[Task instructions]:
A – In the passage on old estates, what does the name Kapurthala's Chateau suggest about its owner?
B – The passage on old estates describes the life style of the Nawabs, or High Indians. List every feature of that life style that it names.
C – Using the passage on old estates, say whether each statement agrees with it: (i) The writer was able to find every old estate. (ii) "DIL ARAM" is written in Urdu at the gate. (iii) The Nawabs lived much like the present rajas.

[Passage given]:
::::
There are quite a few old estates of which I have not been able to find, but one can imagine the kind of Nawabs, or High Indians life style in those days, with Rolls Royces and patronizing poets and singers, and mujras, unlike the present rajas. Some of the names given to these estates, perhaps reveal the personality of the owners, like the Kapurthala’s Chateau, (desire to be seen as a Francophile), Ch. Hyder husans “DIL ARAM”(written in Urdu at the gate. reveals the man looking for peace and Happiness and comfort. (See the pic).

Kamla “Castle” of JK Sanghanias, or “Kajriwal Kunj”
::::
[Data section]:

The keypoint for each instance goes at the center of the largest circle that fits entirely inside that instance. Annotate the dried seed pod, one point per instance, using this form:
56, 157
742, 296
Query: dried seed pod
::::
[Results of the exercise]:
A – A desire to be seen as a Francophile.

B – Rolls Royces, patronizing poets and singers, mujras

C –
(i) No: "There are quite a few old estates of which I have not been able to find"
(ii) Yes: "written in Urdu at the gate"
(iii) No: "unlike the present rajas"